• _Task 1_
In the model documentation, rewrite the passage between "Step 3 — Run" and "by the notebook)", inclusive, replacing "script" with "tool".
• _Task 2_
According to the model documentation, what file does the upload script save the weights as when safetensors is unavailable?

• _Text extract_
** Begin **

3. Predict a song of your own

probs, weights, pred = predict_audio_file(
    'my_song.mp3',
    model,
    feat_mean=FEAT_MEAN,
    feat_std=FEAT_STD,
)
pretty_predict('My Song', probs, weights, pred)

Output:

═══════════════════════════════════════════════════════
  🎵 My Song
───────────────────────────────────────────────────────
  Predicted genre : JAZZ  (74% confidence)
───────────────────────────────────────────────────────
  Genre probabilities:
    jazz         [████████████████████░░░░░░░░░░] 74%
    blues        [████░░░░░░░░░░░░░░░░░░░░░░░░░░] 14%
    classical    [██░░░░░░░░░░░░░░░░░░░░░░░░░░░░]  8%
    rock         [█░░░░░░░░░░░░░░░░░░░░░░░░░░░░░]  3%
    pop          [░░░░░░░░░░░░░░░░░░░░░░░░░░░░░░]  1%
  Expert gate weights:
    jazz         [▪▪▪▪▪▪▪▪▪▪▪▪▪▪▪·····] 0.71
    blues        [▪▪▪▪·················] 0.19
    classical    [▪····················] 0.06
    rock         [▪····················] 0.03
    pop          [·····················] 0.01
═══════════════════════════════════════════════════════

4. Load a saved checkpoint

loaded_model, loaded_mean, loaded_std, genres = load_moe_model('moe_genre_checkpoint.pt')

Outputs

Running the notebook produces the following files:

File	Contents
`moe_genre_model.pt`	Best model state dict (saved during training)
`moe_genre_checkpoint.pt`	Full checkpoint: weights + normalisation stats + genre list
`genre_spectrograms.png`	Waveforms and Mel spectrograms for all 5 genres
`training_curves.png`	Loss and accuracy over training epochs
`confusion_matrix.png`	Test set confusion matrix
`expert_gates.png`	Gate weight heatmap + expert self-activation bar chart
`roc_curves.png`	Per-genre ROC curves with AUC scores
`radar_charts.png`	Polar plots of expert routing profiles per genre
`feature_importance.png`	Top-20 features and group-level importance by gradient analysis

Publishing to Hugging Face Hub

This repository includes three files that make the model fully compatible with the Hugging Face ecosystem.

File	Purpose
`modeling.py`	Full model class definitions with `PreTrainedModel` and `PretrainedConfig` base classes
`config.json`	Model configuration with `auto_map` pointing to the custom classes
`upload_to_hub.py`	End-to-end export and push script

Step 1 — Install Hub dependencies

pip install huggingface_hub transformers safetensors

Step 2 — Log in

huggingface-cli login

Or set the HF_TOKEN environment variable with a token from huggingface.co/settings/tokens.

Step 3 — Run the upload script

python upload_to_hub.py --repo your-username/music-genre-moe

The script:

Loads moe_genre_checkpoint.pt (saved by the notebook)
Bakes the real feat_mean / feat_std normalisation stats into config.json
Saves weights as model.safetensors (or pytorch_model.bin if safetensors is unavailable)
Copies modeling.py, the notebook as walkthrough.ipynb, and the README
Creates the Hub repo and uploads everything in one commit

Optional flags:

python upload_to_hub.py \
    --repo    your-username/music-genre-moe \
    --checkpoint moe_genre_checkpoint.pt \
    --private \
    --token   hf_xxxx...

** End **

• _Material supplied_
** Begin **

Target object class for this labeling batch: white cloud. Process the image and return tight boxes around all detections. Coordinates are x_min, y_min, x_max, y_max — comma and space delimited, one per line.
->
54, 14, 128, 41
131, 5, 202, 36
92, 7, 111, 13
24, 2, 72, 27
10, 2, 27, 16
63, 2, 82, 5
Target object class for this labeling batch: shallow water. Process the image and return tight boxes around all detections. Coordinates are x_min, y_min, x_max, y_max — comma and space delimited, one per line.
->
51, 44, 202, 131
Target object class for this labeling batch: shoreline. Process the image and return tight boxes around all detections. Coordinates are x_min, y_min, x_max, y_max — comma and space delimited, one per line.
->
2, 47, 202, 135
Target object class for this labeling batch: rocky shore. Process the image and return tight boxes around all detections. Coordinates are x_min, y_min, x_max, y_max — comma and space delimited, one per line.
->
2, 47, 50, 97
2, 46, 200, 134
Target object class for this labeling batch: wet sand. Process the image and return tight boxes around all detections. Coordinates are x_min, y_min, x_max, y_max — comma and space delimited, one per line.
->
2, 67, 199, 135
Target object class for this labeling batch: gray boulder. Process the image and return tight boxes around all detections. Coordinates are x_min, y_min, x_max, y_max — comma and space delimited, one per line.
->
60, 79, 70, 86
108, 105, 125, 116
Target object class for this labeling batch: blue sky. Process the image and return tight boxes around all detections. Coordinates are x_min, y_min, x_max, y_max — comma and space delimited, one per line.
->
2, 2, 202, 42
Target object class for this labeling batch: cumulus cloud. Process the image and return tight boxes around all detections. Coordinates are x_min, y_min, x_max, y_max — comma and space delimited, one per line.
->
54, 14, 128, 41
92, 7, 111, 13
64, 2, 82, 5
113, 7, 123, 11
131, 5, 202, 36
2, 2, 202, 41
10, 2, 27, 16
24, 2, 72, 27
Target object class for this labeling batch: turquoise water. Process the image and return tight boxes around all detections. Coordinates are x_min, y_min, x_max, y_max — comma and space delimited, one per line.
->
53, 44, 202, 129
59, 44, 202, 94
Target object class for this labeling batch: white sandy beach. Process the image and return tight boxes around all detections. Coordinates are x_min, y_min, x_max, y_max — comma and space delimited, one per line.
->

** End **

• _Exercise output 1_
Step 3 — Run the upload tool

python upload_to_hub.py --repo your-username/music-genre-moe

The tool:

Loads moe_genre_checkpoint.pt (saved by the notebook)

• _Exercise output 2_
pytorch_model.bin